Exercise aim: Below is a block of records; repeat each one exactly.

Given data:
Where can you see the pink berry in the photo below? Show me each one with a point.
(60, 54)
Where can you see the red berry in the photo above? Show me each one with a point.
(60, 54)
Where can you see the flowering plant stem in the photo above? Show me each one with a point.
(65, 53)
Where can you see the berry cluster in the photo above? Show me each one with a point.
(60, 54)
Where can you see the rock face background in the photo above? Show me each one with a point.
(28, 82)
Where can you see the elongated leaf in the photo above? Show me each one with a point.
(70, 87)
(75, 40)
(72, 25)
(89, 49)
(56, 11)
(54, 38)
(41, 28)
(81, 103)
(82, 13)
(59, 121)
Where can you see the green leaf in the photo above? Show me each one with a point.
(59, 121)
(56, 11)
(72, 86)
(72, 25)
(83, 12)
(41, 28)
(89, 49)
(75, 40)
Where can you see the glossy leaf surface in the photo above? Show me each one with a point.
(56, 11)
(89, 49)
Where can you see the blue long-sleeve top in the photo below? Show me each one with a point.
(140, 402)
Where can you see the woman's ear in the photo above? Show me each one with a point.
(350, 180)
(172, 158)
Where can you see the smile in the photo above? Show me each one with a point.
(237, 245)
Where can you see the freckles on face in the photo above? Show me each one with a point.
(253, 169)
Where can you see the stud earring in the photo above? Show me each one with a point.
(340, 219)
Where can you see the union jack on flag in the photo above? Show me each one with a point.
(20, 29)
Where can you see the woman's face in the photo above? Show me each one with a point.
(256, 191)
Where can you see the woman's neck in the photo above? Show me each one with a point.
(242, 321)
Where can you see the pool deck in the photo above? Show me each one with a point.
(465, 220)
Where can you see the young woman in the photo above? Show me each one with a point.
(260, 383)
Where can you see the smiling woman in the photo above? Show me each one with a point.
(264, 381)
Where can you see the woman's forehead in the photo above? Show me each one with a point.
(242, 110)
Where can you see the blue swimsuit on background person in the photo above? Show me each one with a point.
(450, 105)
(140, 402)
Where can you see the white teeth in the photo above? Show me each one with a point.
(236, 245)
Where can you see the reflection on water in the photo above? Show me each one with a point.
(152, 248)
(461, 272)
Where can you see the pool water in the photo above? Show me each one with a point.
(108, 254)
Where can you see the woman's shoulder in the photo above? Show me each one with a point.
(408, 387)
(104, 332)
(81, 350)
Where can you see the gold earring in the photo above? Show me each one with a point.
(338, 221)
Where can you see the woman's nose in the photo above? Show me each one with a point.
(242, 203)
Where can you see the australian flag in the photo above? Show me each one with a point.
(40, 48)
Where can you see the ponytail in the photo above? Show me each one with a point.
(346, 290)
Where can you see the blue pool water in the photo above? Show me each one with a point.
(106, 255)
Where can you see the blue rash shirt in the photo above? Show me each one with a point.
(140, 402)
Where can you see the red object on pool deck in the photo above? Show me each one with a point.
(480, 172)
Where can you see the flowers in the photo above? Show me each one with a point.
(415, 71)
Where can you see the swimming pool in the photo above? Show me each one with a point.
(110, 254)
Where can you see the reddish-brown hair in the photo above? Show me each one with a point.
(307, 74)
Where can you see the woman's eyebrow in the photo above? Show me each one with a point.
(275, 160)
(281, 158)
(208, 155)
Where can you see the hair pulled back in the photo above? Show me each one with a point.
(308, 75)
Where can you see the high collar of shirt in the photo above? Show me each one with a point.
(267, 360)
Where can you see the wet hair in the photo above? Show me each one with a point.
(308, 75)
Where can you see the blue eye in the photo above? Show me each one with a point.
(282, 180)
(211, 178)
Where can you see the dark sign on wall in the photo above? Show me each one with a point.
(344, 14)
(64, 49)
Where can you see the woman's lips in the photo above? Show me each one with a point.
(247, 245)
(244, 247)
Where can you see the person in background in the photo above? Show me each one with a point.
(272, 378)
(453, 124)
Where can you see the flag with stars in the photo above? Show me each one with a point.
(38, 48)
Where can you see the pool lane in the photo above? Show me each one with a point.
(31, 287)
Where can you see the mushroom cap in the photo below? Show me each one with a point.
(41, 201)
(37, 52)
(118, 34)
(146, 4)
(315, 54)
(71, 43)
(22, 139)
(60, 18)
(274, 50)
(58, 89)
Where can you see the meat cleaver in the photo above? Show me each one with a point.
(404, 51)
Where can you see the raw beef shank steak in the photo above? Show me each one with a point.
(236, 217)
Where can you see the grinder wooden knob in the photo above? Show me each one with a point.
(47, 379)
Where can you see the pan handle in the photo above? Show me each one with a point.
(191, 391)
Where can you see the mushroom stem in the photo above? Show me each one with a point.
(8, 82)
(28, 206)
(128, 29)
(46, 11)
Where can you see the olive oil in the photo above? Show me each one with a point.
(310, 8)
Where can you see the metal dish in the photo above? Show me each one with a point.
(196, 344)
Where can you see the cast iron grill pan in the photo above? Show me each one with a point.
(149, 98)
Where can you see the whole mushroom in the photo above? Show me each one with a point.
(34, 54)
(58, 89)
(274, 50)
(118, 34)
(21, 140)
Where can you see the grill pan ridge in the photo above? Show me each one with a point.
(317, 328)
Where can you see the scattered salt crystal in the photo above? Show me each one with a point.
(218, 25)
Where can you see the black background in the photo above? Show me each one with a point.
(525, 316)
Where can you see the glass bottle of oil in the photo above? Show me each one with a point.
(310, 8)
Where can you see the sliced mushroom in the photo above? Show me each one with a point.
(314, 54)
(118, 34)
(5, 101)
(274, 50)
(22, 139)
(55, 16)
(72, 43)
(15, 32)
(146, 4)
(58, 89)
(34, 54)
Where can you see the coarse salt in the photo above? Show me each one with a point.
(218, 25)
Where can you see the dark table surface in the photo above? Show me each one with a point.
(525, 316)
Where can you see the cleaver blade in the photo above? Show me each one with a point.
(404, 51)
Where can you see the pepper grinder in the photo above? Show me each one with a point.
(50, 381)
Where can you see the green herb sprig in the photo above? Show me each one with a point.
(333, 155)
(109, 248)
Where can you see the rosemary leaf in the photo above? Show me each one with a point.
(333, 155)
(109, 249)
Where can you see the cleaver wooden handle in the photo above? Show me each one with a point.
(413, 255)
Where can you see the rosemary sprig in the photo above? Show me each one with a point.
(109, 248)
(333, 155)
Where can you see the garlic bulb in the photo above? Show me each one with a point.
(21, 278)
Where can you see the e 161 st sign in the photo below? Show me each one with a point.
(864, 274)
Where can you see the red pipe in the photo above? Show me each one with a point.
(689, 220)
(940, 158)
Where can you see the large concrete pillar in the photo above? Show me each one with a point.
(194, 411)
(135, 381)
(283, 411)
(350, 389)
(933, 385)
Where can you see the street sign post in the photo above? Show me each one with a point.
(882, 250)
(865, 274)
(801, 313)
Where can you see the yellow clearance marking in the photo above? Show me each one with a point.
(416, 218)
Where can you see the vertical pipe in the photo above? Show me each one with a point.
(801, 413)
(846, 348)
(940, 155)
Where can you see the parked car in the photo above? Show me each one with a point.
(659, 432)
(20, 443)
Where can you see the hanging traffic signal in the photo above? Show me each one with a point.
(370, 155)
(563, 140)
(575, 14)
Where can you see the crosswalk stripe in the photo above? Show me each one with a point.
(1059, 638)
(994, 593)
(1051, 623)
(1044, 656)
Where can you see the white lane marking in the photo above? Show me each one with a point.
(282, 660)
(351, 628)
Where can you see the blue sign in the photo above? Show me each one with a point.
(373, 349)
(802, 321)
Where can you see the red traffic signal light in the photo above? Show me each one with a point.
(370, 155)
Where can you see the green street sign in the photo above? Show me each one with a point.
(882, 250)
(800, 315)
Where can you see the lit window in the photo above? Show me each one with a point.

Reply to the task:
Where can you see the pink berry in the photo below? Show me each one with a point.
(60, 54)
Where can you see the red berry in the photo above? Show me each one with a point.
(60, 54)
Where can you see the flowering plant stem in the photo above? Show me each one with a point.
(65, 53)
Where can you see the berry cluster in the photo above? Show me each one with a point.
(60, 54)
Where can you see the rock face background in the photo above? Show me each one with a point.
(28, 82)
Where can you see the elongated leaf in the photo above? Show me each one with a point.
(70, 87)
(75, 40)
(72, 25)
(89, 49)
(56, 11)
(54, 38)
(41, 28)
(81, 103)
(82, 13)
(59, 121)
Where can you see the green leaf in the photo above? Show me each one with a point.
(59, 121)
(56, 11)
(72, 86)
(72, 25)
(83, 12)
(41, 28)
(89, 49)
(75, 40)
Where can you see the glossy leaf surface in the photo above? Show me each one with a point.
(56, 11)
(89, 49)
Where can you see the blue long-sleeve top in the photo below? Show me each one with a point.
(140, 402)
Where can you see the woman's ear in the photo above? Show me each one with a point.
(350, 180)
(172, 158)
Where can you see the smile in the photo above? Show me each one with a point.
(237, 245)
Where can you see the freckles on face in the photo above? Show me each one with a point.
(253, 169)
Where can you see the stud earring in the photo above? Show me each one with a point.
(340, 219)
Where can you see the union jack on flag in the photo above? Show me each one with a point.
(20, 29)
Where can you see the woman's face in the photo above? Show me each one with a point.
(256, 191)
Where can you see the woman's neck in the photo above? Show me each one with a point.
(242, 321)
Where can you see the pool deck in the photo above? Show me each one with a point.
(465, 220)
Where can you see the young woman in the photo above? Show me each one with a point.
(260, 383)
Where can you see the smiling woman in the photo above? Show me each one with a point.
(264, 381)
Where can you see the woman's forehead in the photo above? Show me each one with a point.
(242, 110)
Where can you see the blue swimsuit on background person in the photo above? Show me each one with a point.
(450, 105)
(140, 402)
Where can you see the white teeth in the photo above? Show me each one with a point.
(236, 245)
Where can you see the reflection on water in the photo above? Show me each one with a point.
(152, 248)
(461, 272)
Where can you see the pool water in the photo above? Show me each one with a point.
(108, 254)
Where can you see the woman's shoulder in the photo above? Show me each one with a point.
(408, 387)
(104, 332)
(81, 350)
Where can you see the gold earring in the photo above? Show me each one with a point.
(338, 221)
Where can you see the woman's nose in the photo above? Show me each one with a point.
(242, 203)
Where can you see the australian flag in the photo above? Show me each one with a point.
(40, 48)
Where can you see the ponytail in the photo above? Show me each one with a point.
(346, 290)
Where can you see the blue pool water in the photo above? Show me each one with a point.
(106, 255)
Where can you see the blue rash shirt in the photo above? Show me each one with a point.
(140, 402)
Where can you see the red object on pool deck in the photo above? Show me each one with a point.
(480, 172)
Where can you see the flowers in the photo above? Show me each one with a point.
(415, 71)
Where can you see the swimming pool in the photo above? Show me each one with a point.
(110, 254)
Where can you see the reddish-brown hair in the photo above? Show me each one with a point.
(307, 74)
Where can you see the woman's eyebrow in the photo above? Show me each one with a point.
(275, 160)
(281, 158)
(208, 155)
Where can you see the hair pulled back in the photo above? Show me each one with a point.
(308, 75)
Where can you see the high collar of shirt in the photo above? Show me each one with a point.
(267, 360)
Where can you see the wet hair in the photo above? Show me each one with a point.
(308, 75)
Where can you see the blue eye in the photo above? Show me each one with a point.
(282, 180)
(211, 178)
Where can you see the dark sign on wall in the photo above? Show me each one with a point.
(344, 14)
(64, 49)
Where can you see the woman's lips in the photo above? Show me each one with a point.
(247, 245)
(244, 247)
Where can you see the person in background in the photo above? Show me each one with a point.
(272, 378)
(453, 124)
Where can you see the flag with stars in the photo above? Show me each one with a point.
(38, 48)
Where can you see the pool lane in the photo above? Show me each one with a point.
(31, 287)
Where can you see the mushroom cap in the photo below? Show me each one with a point.
(41, 201)
(37, 52)
(118, 34)
(146, 4)
(315, 54)
(71, 43)
(22, 139)
(60, 18)
(274, 50)
(58, 89)
Where can you see the meat cleaver in the photo above? Show me each one with a point.
(404, 51)
Where can you see the raw beef shank steak in the photo above? Show me each one with a point.
(236, 217)
Where can you see the grinder wooden knob in the photo above? Show me each one with a point.
(47, 379)
Where can you see the pan handle in the photo above? Show me each one with a point.
(191, 391)
Where can you see the mushroom stem in the photo above? Show me each one with a point.
(8, 82)
(28, 206)
(128, 29)
(46, 11)
Where can you see the olive oil in the photo above? Show me each one with a point.
(310, 8)
Where can you see the metal dish in the photo above? Show me each one with a point.
(196, 344)
Where can you see the cast iron grill pan in the photo above? Show me each one with a point.
(149, 98)
Where can you see the whole mushroom in the photo above? Show me each one with a point.
(34, 54)
(58, 89)
(274, 50)
(118, 34)
(21, 140)
Where can you see the grill pan ridge in the photo above? Show me each one with a point.
(317, 328)
Where can you see the scattered salt crystal in the photo above? Show me each one with a point.
(218, 25)
Where can you see the black background in the photo above? Show me each one with a point.
(525, 316)
Where can you see the glass bottle of oil in the photo above? Show me each one with a point.
(310, 8)
Where can you see the sliced mushroom in the photo above? Show me each one with a point.
(314, 54)
(118, 34)
(5, 101)
(274, 50)
(22, 139)
(55, 16)
(72, 43)
(15, 32)
(146, 4)
(58, 89)
(34, 54)
Where can you see the coarse salt in the photo above? Show me each one with a point.
(218, 25)
Where can you see the dark table surface in the photo above? Show me each one with a point.
(525, 316)
Where can you see the cleaver blade in the photo above? Show me each one with a point.
(404, 51)
Where can you see the pepper grinder in the photo above? Show me each one with a point.
(50, 381)
Where can you see the green herb sprig in the photo above? Show me each one with a point.
(333, 155)
(109, 248)
Where can you see the rosemary leaf in the photo above? Show me each one with a point.
(333, 155)
(109, 249)
Where can you see the cleaver wooden handle in the photo above? Show me each one with a point.
(413, 255)
Where can you see the rosemary sprig in the photo above? Show me each one with a point.
(109, 248)
(333, 155)
Where can you see the garlic bulb in the photo above? Show me each one with a point.
(21, 278)
Where can you see the e 161 st sign in the photo below? Show me each one with a point.
(864, 274)
Where can you see the red pipe in the photo above? Show me each one with a point.
(689, 220)
(940, 158)
Where can you see the large concrete pillar in the photo above? Show me each one with a point.
(194, 411)
(135, 381)
(283, 411)
(350, 389)
(933, 385)
Where can you see the street sign post in the photo above? Show me each one with a point.
(882, 250)
(865, 274)
(801, 313)
Where can you see the yellow clearance marking in the photo above? Show me each one with a point.
(416, 218)
Where can you see the vertical pipe in the photo above? Show me each one with a point.
(801, 413)
(846, 348)
(940, 155)
Where can you see the parked car in the photo above? Show me each one with a point.
(659, 432)
(20, 443)
Where can you see the hanging traffic signal in the photo above? Show me each one with a point.
(370, 155)
(563, 140)
(575, 14)
Where can you see the crosswalk stripe in the photo above? Show me each one with a point.
(1059, 638)
(994, 593)
(1051, 623)
(1044, 656)
Where can you see the white lane marking in the photo above? Show me each one with a point.
(282, 660)
(351, 628)
Where can you see the blue sign in the photo above? Show me each one with a point.
(373, 349)
(802, 321)
Where can you see the red traffic signal light in the photo above? Show me each one with a point.
(370, 155)
Where can you see the green street sign in the photo above? Show me each one with a point.
(882, 250)
(800, 315)
Where can you see the lit window in the photo above? Show me each one with a point.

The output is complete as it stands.